Task goal
Please quote exactly the lines below from the line containing "sample | <point>88,167</point>" to the line containing "sample | <point>11,310</point>", both lines included, and nothing else.

Input data
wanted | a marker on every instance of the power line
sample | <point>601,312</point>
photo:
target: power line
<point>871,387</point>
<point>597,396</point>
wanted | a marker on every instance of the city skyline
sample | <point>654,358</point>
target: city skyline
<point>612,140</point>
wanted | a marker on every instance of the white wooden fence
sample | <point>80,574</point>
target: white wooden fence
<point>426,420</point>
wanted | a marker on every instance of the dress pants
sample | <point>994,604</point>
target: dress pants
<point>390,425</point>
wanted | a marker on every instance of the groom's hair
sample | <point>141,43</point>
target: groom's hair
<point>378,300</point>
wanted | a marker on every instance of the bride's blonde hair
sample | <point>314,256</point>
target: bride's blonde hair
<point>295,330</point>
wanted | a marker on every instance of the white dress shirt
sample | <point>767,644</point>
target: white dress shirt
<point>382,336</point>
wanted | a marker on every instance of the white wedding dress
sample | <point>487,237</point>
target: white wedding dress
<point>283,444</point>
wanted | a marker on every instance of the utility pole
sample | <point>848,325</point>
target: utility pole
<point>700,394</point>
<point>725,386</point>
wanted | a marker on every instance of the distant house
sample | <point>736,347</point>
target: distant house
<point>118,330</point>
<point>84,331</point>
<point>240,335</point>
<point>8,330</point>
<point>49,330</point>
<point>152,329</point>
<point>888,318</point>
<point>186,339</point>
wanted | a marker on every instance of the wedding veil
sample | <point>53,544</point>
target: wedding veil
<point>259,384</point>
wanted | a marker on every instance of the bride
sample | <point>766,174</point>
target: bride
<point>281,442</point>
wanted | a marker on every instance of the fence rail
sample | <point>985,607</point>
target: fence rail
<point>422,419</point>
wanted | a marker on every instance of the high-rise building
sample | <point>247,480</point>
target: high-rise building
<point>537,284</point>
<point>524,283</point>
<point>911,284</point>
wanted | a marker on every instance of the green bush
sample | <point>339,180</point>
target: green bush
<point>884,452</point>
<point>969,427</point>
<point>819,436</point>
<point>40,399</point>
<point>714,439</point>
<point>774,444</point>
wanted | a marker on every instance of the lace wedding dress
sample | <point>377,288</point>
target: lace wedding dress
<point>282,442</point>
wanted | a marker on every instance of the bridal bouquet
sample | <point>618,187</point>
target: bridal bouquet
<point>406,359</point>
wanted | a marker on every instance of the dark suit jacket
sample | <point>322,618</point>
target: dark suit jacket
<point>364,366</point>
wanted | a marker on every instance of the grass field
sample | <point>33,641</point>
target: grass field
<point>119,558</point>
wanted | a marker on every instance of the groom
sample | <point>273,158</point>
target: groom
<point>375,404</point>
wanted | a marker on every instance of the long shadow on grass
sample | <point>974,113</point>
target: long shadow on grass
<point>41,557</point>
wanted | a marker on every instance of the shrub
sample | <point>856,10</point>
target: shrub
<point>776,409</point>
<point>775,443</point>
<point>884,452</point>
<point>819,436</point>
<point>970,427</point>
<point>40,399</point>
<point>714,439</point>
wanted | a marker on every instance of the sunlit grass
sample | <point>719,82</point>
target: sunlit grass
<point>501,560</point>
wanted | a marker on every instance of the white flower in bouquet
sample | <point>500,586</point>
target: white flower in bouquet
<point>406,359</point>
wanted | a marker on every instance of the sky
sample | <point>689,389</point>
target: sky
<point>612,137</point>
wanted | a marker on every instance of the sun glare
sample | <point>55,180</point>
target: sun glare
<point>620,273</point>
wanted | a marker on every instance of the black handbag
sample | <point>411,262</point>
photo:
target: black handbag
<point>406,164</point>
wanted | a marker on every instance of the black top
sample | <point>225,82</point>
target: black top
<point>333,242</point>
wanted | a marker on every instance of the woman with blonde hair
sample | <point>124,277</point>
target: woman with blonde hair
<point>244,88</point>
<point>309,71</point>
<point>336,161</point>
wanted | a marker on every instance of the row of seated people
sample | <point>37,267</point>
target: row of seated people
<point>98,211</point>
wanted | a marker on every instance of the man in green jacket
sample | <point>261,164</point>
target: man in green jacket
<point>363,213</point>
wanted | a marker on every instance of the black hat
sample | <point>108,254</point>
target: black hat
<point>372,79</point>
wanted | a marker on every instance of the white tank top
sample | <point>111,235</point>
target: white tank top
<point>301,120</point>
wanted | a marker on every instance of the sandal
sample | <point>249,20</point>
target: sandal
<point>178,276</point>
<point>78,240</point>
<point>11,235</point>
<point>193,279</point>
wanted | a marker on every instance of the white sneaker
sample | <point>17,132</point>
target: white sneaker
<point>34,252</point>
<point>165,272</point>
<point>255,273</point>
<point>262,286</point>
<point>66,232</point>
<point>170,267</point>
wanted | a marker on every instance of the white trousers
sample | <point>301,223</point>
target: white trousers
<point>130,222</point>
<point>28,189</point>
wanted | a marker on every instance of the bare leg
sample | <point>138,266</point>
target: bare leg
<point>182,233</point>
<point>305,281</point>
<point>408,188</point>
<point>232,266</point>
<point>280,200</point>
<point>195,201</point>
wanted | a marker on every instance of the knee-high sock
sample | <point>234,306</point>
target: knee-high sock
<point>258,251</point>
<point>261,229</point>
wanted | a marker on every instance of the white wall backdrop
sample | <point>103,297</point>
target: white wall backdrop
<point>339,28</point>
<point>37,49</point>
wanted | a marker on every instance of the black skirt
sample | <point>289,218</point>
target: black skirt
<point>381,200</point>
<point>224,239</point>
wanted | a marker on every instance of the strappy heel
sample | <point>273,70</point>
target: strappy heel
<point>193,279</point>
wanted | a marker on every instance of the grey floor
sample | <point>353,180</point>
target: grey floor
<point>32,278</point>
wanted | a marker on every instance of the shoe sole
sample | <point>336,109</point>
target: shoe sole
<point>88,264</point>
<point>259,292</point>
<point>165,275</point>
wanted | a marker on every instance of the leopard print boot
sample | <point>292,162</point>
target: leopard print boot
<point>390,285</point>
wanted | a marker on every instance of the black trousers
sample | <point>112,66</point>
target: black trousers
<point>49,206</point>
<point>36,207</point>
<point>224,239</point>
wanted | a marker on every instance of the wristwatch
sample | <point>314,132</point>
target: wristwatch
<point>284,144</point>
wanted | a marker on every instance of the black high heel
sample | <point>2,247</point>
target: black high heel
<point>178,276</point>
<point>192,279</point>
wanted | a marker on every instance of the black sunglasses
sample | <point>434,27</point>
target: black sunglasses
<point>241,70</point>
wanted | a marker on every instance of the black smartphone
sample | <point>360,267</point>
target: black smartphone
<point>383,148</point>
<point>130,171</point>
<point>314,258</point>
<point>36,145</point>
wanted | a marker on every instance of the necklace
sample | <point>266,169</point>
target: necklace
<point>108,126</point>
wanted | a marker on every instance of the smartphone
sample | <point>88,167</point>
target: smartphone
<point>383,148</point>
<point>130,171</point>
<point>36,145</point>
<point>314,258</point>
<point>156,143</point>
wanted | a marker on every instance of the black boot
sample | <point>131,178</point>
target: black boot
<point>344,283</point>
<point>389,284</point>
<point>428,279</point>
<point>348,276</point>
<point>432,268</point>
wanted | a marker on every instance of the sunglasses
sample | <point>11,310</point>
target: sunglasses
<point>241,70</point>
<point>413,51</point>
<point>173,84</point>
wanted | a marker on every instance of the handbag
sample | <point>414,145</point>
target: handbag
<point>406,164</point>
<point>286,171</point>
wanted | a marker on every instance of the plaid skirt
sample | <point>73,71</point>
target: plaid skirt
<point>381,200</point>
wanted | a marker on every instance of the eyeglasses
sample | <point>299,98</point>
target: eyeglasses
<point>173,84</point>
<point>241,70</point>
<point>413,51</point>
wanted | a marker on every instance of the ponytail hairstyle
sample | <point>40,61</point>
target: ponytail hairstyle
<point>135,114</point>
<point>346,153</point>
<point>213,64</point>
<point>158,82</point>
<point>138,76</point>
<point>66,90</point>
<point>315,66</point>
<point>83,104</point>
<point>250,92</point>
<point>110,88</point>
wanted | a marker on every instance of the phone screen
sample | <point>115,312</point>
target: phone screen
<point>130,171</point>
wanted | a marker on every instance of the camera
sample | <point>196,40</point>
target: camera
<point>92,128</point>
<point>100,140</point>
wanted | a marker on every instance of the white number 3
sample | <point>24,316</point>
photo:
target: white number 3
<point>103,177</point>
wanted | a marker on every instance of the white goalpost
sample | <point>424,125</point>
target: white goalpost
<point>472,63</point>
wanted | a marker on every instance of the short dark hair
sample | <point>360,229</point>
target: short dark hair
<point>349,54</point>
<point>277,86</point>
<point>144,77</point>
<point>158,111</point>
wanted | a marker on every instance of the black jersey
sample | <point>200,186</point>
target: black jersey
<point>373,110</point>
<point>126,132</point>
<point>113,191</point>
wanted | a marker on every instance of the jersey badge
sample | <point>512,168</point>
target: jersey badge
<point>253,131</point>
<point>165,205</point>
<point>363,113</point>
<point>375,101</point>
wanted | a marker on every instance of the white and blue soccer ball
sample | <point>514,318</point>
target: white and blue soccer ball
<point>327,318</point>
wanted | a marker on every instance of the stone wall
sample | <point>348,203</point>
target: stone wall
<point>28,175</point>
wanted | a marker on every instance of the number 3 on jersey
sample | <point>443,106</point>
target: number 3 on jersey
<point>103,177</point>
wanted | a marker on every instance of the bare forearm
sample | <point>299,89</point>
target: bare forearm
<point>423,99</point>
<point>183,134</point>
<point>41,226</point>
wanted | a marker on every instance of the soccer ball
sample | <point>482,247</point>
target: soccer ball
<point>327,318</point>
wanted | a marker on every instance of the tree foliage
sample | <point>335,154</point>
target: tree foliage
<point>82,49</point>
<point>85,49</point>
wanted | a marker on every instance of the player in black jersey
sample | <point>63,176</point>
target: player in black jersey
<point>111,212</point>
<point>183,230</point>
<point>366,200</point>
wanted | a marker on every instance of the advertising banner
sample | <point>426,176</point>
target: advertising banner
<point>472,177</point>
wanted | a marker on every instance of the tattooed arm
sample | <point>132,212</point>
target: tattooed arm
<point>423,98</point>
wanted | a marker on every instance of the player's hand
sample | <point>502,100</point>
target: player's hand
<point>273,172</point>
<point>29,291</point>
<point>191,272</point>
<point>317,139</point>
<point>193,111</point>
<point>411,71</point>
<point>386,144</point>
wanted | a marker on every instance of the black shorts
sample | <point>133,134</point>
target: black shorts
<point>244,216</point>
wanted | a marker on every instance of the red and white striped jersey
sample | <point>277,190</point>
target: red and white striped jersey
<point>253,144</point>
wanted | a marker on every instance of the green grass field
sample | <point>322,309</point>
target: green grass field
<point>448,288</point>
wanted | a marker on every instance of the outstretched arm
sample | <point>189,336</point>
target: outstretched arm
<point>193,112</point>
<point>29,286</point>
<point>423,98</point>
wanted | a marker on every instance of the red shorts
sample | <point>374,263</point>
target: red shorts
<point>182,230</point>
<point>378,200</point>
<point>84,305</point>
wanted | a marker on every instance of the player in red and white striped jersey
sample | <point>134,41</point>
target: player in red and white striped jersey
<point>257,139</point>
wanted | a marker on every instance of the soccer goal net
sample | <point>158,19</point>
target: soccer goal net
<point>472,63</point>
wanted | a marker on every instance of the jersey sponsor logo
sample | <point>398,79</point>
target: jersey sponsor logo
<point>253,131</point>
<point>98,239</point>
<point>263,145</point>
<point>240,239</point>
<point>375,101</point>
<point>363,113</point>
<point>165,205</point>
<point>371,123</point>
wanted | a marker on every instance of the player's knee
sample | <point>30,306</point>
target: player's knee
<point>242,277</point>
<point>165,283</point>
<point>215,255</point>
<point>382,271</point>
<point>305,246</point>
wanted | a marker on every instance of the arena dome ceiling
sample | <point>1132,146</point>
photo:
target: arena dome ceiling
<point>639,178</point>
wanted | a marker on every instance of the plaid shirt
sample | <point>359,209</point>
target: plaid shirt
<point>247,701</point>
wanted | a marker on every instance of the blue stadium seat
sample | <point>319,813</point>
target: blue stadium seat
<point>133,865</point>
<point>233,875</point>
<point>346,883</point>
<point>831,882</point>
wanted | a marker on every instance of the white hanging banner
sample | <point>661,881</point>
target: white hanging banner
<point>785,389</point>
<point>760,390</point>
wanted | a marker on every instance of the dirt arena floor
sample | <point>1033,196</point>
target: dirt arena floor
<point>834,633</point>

Problem solution
sample | <point>88,167</point>
target: smartphone
<point>383,148</point>
<point>130,171</point>
<point>36,145</point>
<point>314,258</point>
<point>156,143</point>
wanted | a marker on every instance of the black boot
sample | <point>131,178</point>
target: black boot
<point>344,283</point>
<point>389,284</point>
<point>428,279</point>
<point>348,276</point>
<point>432,268</point>
wanted | a marker on every instance of the sunglasses
sample | <point>11,310</point>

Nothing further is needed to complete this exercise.